→ **Request**: Under this task are some entries; return every one of them exactly.

→ **Rows**:

────────

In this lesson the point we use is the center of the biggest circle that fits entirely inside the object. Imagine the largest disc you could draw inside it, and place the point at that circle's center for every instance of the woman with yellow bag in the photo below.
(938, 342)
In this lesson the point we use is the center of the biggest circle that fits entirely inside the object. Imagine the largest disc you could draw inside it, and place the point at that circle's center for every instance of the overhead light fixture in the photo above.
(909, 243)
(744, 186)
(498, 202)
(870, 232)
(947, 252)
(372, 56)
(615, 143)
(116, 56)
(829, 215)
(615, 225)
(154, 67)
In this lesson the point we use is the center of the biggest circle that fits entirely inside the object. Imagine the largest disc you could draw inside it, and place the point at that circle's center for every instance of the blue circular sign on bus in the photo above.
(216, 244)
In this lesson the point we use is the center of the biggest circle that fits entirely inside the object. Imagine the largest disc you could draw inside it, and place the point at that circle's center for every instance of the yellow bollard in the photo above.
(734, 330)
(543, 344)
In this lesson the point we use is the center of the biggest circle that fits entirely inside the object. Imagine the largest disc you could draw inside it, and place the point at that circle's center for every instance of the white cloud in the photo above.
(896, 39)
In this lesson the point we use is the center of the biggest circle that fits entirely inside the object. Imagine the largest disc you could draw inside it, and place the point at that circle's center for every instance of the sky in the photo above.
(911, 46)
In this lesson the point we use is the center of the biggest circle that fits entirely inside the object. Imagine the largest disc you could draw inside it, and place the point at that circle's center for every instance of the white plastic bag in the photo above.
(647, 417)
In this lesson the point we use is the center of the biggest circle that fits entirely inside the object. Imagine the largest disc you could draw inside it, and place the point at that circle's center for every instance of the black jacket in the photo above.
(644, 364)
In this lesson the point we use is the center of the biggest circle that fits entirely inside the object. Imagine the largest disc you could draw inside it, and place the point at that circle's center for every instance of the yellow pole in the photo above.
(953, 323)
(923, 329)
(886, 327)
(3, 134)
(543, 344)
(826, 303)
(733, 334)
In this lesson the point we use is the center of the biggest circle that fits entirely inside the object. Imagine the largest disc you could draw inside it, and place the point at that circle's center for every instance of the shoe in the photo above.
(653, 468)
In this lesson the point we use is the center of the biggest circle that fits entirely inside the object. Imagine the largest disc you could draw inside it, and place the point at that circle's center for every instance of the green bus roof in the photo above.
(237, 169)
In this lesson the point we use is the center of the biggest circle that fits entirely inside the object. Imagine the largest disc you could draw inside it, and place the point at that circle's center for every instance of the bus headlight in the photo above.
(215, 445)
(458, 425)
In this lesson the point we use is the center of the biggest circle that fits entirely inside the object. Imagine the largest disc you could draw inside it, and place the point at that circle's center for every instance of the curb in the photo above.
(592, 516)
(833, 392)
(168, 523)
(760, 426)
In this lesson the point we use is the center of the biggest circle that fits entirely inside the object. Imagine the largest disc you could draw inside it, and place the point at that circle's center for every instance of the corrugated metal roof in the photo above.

────────

→ **Response to the exercise**:
In this lesson the point we use is the center of the biggest circle that fits entirely inside the object. Imagine the largest disc you could draw inside it, and place the point at that circle's center for every instance of the woman with yellow bag in the photo below.
(938, 342)
In this lesson the point we use is the center of the biggest circle that fits entirely inside the object. Imagine the largest disc you could draw inside it, and place the point at that circle's center for every instance of the overhead light fixture in the photo above.
(909, 243)
(744, 186)
(498, 202)
(870, 232)
(947, 252)
(372, 56)
(615, 143)
(116, 56)
(829, 215)
(615, 225)
(154, 67)
In this lesson the point we use is the center of the biggest circle that fits entirely inside the object. Imagine the largest disc you could draw inside it, and place the point at that circle's center for every instance of the blue circular sign on bus in the photo above.
(216, 244)
In this lesson the point we use is the center of the biggest circle that fits entirely inside the object. Imagine the largest disc you could draw inside it, and place the point at that circle's center for every instance of the yellow bollard in the photo above.
(734, 330)
(543, 344)
In this lesson the point we use is the center of the biggest circle that fits entirely inside the object. Imagine the largest disc you could draw inside it, and place the point at that circle's center for every instance of the white cloud in the photo above.
(896, 39)
In this lesson the point we use is the center of the biggest circle that fits entirely inside the object. Imagine the largest disc you could draw inside it, and place the point at that circle's center for every instance of the sky in the photo above.
(911, 46)
In this lesson the point we use is the center of the biggest circle that fits entirely inside the object. Imagine the largest disc you could draw inside it, and place the point at that circle's center for every instance of the white plastic bag in the photo above.
(647, 417)
In this lesson the point we use is the center of the biggest circle that fits entirely inside the object. Imagine the largest disc you could draw inside it, and place the point at that circle's center for every instance of the black jacket in the photo above.
(644, 364)
In this lesson the point we use is the center of the biggest circle that fits entirely inside the object. Imagine the largest disc you could draw inside it, and place the point at that circle's center for every instance of the yellow pole in the photo above.
(953, 323)
(923, 329)
(886, 327)
(3, 134)
(543, 344)
(826, 303)
(733, 334)
In this lesson the point we use is the center of the biggest circle that fits entirely inside the object. Imagine the largest disc you could draw inside it, and place the point at that circle's center for every instance of the shoe in the photo above.
(653, 468)
In this lesson the point we use is the center of the biggest circle that fits entirely inside the object. Imagine the largest disc you could draw inside it, and place the point at that circle's center for every instance of the green bus roof in the photo above.
(237, 169)
In this lesson the point we use is the center of the biggest circle that fits entirely inside the object. Imagine the largest disc you could draw inside it, and place the point at that circle's center for every instance of the bus headlight in the photo above.
(215, 445)
(458, 425)
In this lesson the point we use is the center of the biggest circle that fits entirely inside the object. Imagine the largest disc you could draw inside it, and place the point at that circle's center for every instance of the curb in the photo above.
(592, 516)
(833, 392)
(168, 523)
(760, 426)
In this lesson the point we use is the center of the biggest circle that fits entirely inside the object. Imagine the largest disc you could draw inside it, and place the point at that circle's center for every instance of the corrugated metal roof in the photo above.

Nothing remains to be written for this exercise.